> Brief:
All entries are to be given again verbatim.

---------- Records for the task

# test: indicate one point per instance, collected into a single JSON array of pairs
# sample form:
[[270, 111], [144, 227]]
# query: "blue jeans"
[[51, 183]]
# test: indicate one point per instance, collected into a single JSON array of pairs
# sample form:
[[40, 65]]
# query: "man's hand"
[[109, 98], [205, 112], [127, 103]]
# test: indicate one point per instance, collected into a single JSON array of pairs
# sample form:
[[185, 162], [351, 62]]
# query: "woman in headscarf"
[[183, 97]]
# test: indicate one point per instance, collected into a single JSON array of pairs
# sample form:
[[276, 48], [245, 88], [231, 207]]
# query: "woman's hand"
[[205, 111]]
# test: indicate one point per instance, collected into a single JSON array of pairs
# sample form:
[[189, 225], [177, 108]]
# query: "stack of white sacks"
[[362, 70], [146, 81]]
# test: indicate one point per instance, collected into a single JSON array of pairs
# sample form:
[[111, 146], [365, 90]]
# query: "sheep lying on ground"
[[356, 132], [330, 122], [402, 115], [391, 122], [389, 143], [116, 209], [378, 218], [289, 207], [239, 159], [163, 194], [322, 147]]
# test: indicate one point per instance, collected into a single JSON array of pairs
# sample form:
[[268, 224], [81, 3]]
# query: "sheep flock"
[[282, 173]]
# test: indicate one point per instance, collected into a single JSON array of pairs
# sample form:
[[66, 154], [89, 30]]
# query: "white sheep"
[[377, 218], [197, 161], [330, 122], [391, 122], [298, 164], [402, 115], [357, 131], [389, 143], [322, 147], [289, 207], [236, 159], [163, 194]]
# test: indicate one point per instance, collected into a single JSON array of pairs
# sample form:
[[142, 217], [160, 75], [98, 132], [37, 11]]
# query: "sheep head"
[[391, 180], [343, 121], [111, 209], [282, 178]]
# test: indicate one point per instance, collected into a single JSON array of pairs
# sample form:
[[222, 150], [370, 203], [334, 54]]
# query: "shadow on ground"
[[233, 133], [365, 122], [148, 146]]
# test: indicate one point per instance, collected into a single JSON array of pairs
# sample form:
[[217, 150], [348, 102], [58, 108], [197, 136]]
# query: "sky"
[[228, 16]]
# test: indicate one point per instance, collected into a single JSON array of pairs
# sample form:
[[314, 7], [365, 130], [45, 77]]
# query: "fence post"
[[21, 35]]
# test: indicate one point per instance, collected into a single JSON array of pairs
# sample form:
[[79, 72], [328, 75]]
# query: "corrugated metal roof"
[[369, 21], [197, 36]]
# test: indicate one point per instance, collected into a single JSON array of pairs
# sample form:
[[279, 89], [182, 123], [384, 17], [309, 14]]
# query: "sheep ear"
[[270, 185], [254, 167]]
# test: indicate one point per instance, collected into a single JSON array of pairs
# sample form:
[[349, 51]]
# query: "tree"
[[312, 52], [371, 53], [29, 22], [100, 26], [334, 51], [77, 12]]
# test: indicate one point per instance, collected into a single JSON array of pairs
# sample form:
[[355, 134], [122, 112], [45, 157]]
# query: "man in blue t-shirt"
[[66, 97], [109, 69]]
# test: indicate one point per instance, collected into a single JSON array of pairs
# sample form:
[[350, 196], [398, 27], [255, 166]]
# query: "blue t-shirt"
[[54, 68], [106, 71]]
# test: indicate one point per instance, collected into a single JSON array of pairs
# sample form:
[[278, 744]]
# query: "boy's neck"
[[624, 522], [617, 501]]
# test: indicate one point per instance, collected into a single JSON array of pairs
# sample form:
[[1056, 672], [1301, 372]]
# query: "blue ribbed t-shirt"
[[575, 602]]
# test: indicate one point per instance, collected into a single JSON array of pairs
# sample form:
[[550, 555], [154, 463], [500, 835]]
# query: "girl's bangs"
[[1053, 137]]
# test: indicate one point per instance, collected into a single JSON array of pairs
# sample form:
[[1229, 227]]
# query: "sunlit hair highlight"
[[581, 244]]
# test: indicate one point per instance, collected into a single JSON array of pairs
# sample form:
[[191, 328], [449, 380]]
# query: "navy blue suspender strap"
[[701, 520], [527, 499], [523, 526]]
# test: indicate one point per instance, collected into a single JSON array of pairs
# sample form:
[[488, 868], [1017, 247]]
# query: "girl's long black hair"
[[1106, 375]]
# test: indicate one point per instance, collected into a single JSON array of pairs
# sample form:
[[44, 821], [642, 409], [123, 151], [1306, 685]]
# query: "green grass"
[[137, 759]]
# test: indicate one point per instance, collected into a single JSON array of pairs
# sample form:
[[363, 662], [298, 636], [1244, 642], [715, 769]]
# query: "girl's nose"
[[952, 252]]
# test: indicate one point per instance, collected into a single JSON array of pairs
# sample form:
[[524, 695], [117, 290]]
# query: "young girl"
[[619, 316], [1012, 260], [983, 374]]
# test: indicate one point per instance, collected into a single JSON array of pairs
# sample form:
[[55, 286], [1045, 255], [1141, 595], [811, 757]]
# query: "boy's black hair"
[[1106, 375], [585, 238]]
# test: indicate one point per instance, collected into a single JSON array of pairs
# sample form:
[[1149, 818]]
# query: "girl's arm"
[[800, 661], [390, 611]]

--------------------

> Solved exercise:
# test: indicate one point per instance, collected into a single JSON array of pairs
# sample form:
[[270, 111], [144, 227]]
# query: "blue jeans"
[[51, 183]]
# test: indicate one point per instance, collected into a single JSON array of pairs
# sample form:
[[40, 65]]
# query: "man's hand"
[[109, 98], [205, 112], [127, 103]]
# test: indicate one point per instance, collected into a single JSON array of pairs
# sample form:
[[185, 162], [351, 62]]
# query: "woman in headscarf"
[[183, 97]]
# test: indicate one point per instance, collected into a single JSON array of pairs
# sample form:
[[276, 48], [245, 88], [231, 207]]
# query: "woman's hand"
[[205, 111]]
# test: indicate one point per instance, collected into a single JSON array of pairs
# sample form:
[[189, 225], [177, 108]]
# query: "stack of white sacks"
[[362, 70], [146, 81]]
# test: indicate one point per instance, collected into a single JSON array of pairs
# sample form:
[[111, 146], [365, 90]]
# query: "sheep lying on ground"
[[356, 132], [330, 122], [402, 115], [391, 122], [389, 143], [116, 209], [378, 218], [289, 207], [239, 159], [163, 194], [322, 147]]
# test: indicate one point per instance, collected into a single JSON array of pairs
# sample form:
[[268, 224], [81, 3]]
# query: "sheep flock"
[[282, 173]]
# test: indicate one point per instance, collected into a single JSON array of pairs
# sample form:
[[66, 154], [89, 30]]
# query: "white sheep"
[[377, 218], [197, 161], [330, 122], [391, 122], [298, 164], [402, 115], [357, 131], [389, 143], [322, 147], [289, 207], [236, 159], [163, 194]]
# test: indicate one point per instance, collected into a single JSON array of pairs
# sample form:
[[142, 217], [160, 75], [98, 132], [37, 11]]
# query: "sheep head"
[[391, 180], [343, 121], [111, 209], [282, 178]]
# test: indicate one point per instance, collected into a single JSON array of pairs
# sample form:
[[222, 150], [370, 203], [334, 54]]
# query: "shadow on ground"
[[233, 133], [365, 122], [148, 146]]
# test: indicate one point per instance, collected into a single JSON array of pairs
# sample form:
[[217, 150], [348, 102], [58, 108], [197, 136]]
# query: "sky"
[[228, 16]]
# test: indicate one point per instance, collected into a single JSON array of pairs
# sample form:
[[314, 7], [365, 130], [45, 77]]
# query: "fence post"
[[21, 35]]
# test: indicate one point per instance, collected into a single JSON array of pairs
# sample form:
[[79, 72], [328, 75]]
# query: "corrugated metal roof"
[[369, 21], [197, 36]]
# test: indicate one point per instance, collected into a single JSON array of pairs
# sample form:
[[279, 89], [182, 123], [384, 17], [309, 14]]
# query: "sheep ear"
[[270, 185], [254, 167]]
# test: indicate one point per instance, collected into a single JSON array of pairs
# sample form:
[[349, 51]]
# query: "tree"
[[312, 52], [371, 53], [29, 22], [100, 26], [334, 51], [77, 12]]
# test: indicate one point per instance, collected into a single JSON array of pairs
# sample form:
[[355, 134], [122, 112], [45, 157]]
# query: "man in blue t-shirt"
[[66, 97], [109, 69]]
# test: indicate one point per instance, collected into a single JSON array of pairs
# sample form:
[[350, 196], [398, 27], [255, 166]]
# query: "blue t-shirt"
[[54, 68], [106, 71]]
# test: indicate one point per instance, collected into a single JSON array of pairs
# sample form:
[[278, 744]]
# query: "boy's neck"
[[624, 522], [617, 501]]
# test: indicate one point per instance, collected into a single JSON array of pairs
# sample form:
[[1056, 672], [1301, 372]]
# query: "blue ribbed t-shirt"
[[575, 602]]
# test: indicate one point per instance, collected into a single JSON array of pairs
# sample form:
[[550, 555], [154, 463], [500, 835]]
# query: "girl's bangs"
[[1053, 137]]
# test: indicate one point per instance, collected into a single JSON array of pairs
# sample form:
[[1229, 227]]
# query: "sunlit hair highlight"
[[581, 244]]
# test: indicate one point per instance, collected into a single JSON array of pairs
# sample form:
[[191, 328], [449, 380]]
# query: "navy blue suspender strap"
[[701, 520], [527, 499], [523, 526]]
# test: indicate one point per instance, collected into a single JSON array of pairs
# sample form:
[[488, 868], [1017, 247]]
# query: "girl's long black hair"
[[1106, 375]]
# test: indicate one point per instance, collected into a single JSON array of pairs
# sample form:
[[44, 821], [642, 409], [123, 151], [1306, 685]]
# query: "green grass"
[[137, 759]]
# test: indicate one point per instance, collected into a single JSON array of pairs
# sample form:
[[363, 662], [298, 636], [1244, 642], [715, 769]]
# query: "girl's nose"
[[952, 252]]
# test: indicate one point per instance, collected into a single JSON array of pairs
# sample form:
[[524, 695], [117, 290]]
# query: "young girl"
[[619, 316], [1012, 260], [983, 374]]
# test: indicate one point per instance, collected into a single JSON array of pairs
# sample form:
[[55, 286], [1045, 255], [1141, 595], [811, 757]]
# query: "boy's black hair"
[[1106, 375], [585, 238]]
# test: indicate one point per instance, collected into a single JSON array of pairs
# sample form:
[[1149, 818]]
# query: "girl's arm"
[[800, 661], [390, 611]]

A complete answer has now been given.